* _WHAT NEEDS TO BE DONE_
Show each line of the material that contains the word "railing".

(Rows from a pointing dataset)
§ §

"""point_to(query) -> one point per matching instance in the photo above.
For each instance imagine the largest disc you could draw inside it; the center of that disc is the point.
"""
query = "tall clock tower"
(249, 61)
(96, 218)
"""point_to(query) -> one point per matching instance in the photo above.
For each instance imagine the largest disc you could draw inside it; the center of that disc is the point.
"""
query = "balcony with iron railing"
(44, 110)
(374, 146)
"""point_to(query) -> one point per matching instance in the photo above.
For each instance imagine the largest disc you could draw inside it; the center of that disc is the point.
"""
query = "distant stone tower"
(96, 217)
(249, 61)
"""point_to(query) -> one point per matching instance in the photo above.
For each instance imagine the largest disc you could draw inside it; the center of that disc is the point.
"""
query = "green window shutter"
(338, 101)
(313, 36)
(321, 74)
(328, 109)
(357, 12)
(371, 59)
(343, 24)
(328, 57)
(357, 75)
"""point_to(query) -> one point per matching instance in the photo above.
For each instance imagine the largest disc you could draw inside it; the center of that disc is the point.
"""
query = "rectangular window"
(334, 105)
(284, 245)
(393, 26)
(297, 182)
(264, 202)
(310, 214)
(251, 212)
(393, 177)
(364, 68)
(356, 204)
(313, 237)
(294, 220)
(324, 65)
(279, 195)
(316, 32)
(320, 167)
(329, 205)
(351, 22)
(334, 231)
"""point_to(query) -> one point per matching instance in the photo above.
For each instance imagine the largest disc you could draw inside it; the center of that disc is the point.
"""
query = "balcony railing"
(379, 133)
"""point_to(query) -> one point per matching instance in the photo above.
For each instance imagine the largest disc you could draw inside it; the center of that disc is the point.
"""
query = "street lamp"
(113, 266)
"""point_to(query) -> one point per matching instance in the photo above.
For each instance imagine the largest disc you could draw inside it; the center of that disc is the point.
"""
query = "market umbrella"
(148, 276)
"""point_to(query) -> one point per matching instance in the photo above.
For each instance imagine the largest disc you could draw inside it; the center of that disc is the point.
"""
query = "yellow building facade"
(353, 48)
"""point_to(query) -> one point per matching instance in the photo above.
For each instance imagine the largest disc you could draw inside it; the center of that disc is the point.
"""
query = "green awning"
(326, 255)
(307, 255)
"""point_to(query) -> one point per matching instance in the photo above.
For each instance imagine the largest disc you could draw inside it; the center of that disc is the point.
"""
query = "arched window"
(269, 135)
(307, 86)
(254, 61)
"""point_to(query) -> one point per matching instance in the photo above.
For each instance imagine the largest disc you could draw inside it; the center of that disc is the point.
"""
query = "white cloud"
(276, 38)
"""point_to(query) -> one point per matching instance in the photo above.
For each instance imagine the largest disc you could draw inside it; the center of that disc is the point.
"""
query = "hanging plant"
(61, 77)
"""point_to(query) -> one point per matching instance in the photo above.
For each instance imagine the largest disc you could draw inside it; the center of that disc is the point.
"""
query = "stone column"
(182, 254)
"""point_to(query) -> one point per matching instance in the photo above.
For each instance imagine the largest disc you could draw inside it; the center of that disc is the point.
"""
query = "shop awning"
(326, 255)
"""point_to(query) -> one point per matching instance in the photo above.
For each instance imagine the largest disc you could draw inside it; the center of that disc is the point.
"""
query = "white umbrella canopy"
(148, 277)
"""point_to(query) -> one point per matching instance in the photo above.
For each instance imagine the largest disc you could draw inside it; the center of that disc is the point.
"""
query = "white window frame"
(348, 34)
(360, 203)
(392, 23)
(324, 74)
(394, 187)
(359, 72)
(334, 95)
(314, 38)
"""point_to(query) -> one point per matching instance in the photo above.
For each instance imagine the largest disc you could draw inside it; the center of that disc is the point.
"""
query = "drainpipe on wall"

§ §

* _SOLUTION FOR THIS EXERCISE_
query = "balcony with iron railing"
query = "balcony railing"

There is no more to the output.